#### ENTRIES PROVIDED
== == ==
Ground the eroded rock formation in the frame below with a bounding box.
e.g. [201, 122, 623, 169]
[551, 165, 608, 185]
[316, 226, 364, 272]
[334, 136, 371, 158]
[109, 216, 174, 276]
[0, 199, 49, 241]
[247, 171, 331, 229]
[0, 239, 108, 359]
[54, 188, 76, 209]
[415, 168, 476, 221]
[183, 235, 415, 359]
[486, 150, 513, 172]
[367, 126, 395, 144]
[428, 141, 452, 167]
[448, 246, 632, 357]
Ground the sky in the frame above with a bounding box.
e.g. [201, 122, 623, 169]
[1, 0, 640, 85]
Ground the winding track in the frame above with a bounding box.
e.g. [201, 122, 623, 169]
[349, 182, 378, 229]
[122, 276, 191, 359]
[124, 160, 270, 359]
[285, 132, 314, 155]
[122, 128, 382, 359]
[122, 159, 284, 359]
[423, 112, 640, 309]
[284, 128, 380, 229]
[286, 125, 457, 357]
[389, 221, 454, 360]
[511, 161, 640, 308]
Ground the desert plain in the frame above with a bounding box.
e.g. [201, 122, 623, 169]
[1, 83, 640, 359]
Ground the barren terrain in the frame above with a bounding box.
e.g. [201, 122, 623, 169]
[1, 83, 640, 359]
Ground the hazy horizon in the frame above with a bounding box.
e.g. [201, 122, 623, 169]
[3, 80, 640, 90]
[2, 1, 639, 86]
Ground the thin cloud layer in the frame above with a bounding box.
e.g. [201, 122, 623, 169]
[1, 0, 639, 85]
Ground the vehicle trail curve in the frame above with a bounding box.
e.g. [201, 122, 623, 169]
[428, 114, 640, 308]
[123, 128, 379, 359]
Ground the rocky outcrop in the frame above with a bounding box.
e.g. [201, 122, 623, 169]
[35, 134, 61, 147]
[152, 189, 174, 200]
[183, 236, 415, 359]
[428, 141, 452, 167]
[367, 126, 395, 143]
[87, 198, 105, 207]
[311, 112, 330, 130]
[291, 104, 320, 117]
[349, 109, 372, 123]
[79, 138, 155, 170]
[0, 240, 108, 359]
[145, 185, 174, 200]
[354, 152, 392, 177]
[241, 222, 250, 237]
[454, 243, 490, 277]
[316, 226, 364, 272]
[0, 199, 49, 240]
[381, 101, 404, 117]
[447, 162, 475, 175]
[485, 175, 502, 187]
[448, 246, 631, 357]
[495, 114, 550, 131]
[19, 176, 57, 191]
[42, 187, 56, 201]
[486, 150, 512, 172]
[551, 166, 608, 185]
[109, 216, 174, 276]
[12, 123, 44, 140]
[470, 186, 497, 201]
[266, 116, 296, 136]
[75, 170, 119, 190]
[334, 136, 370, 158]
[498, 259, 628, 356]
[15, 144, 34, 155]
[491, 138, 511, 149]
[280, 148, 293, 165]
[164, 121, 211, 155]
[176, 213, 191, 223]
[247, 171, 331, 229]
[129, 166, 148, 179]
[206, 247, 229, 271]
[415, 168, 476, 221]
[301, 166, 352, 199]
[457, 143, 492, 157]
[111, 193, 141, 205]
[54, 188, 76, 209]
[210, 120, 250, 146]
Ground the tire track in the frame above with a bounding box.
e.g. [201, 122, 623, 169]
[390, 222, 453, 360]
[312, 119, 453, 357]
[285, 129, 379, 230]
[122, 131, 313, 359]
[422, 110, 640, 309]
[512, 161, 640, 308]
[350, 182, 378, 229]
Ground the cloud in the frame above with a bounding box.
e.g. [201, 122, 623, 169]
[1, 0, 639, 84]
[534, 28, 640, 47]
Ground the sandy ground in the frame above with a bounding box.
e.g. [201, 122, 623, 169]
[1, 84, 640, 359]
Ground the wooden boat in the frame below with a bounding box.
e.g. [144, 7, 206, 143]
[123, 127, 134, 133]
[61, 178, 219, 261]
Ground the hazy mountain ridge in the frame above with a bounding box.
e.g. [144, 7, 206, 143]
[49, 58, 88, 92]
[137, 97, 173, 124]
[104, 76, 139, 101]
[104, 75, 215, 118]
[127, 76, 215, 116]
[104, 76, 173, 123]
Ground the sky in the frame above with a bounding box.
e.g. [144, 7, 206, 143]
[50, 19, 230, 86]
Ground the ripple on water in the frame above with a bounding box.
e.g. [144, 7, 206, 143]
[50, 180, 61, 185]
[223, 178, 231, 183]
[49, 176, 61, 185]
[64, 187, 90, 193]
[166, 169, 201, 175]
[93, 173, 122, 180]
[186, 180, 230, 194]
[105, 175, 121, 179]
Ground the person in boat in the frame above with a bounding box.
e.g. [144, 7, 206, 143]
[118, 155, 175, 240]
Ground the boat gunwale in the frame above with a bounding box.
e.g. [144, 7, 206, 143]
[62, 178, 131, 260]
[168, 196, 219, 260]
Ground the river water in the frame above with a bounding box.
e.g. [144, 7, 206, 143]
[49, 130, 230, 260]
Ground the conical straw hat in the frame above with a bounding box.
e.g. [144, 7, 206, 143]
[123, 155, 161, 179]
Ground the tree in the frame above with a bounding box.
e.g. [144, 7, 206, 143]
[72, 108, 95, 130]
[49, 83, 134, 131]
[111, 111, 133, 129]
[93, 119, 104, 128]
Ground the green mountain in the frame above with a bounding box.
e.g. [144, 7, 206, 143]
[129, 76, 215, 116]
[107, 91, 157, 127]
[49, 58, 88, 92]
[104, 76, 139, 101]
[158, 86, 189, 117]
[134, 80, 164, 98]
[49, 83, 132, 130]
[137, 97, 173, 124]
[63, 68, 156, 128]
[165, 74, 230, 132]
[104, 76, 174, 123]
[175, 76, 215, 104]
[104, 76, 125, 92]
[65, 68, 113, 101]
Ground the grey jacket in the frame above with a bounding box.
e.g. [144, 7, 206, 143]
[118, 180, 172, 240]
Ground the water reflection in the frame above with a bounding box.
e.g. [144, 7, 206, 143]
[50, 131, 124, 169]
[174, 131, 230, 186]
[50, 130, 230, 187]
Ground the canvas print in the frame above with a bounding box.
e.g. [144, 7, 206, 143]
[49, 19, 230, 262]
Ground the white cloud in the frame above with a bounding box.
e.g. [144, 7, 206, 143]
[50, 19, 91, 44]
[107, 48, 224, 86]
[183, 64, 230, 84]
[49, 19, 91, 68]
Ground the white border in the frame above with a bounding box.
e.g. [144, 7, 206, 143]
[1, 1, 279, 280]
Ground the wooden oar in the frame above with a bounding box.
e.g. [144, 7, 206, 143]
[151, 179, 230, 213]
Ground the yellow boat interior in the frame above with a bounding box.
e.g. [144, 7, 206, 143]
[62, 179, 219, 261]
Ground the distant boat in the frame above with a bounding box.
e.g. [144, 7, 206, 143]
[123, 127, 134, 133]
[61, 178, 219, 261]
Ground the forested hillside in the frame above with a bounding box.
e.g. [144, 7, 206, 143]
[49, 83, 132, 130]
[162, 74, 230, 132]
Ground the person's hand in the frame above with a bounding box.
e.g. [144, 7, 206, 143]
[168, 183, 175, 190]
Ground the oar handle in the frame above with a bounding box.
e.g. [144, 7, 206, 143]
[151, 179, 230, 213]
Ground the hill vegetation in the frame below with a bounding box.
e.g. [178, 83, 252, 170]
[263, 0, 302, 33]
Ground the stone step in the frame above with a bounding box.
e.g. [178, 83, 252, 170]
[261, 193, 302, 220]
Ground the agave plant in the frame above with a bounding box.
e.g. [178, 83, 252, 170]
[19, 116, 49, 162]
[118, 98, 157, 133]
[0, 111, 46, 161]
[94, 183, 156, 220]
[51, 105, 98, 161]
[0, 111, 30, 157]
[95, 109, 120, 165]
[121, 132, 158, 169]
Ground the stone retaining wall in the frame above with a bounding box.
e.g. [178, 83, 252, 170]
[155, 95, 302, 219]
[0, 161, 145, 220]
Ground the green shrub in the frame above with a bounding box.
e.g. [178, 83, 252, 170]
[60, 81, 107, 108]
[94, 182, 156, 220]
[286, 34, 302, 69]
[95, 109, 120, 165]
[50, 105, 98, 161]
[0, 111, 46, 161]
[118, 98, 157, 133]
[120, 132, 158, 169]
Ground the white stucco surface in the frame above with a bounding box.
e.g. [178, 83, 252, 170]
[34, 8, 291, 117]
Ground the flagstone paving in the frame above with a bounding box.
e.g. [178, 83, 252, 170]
== == ==
#### WORK TO BE COMPLETED
What you return must be the lines from the line holding "Ground the flagstone" through the final line of the material, word for word, and nothing more.

#### ANSWER SPACE
Ground the flagstone paving in the frame above with a bounding box.
e.g. [178, 83, 252, 170]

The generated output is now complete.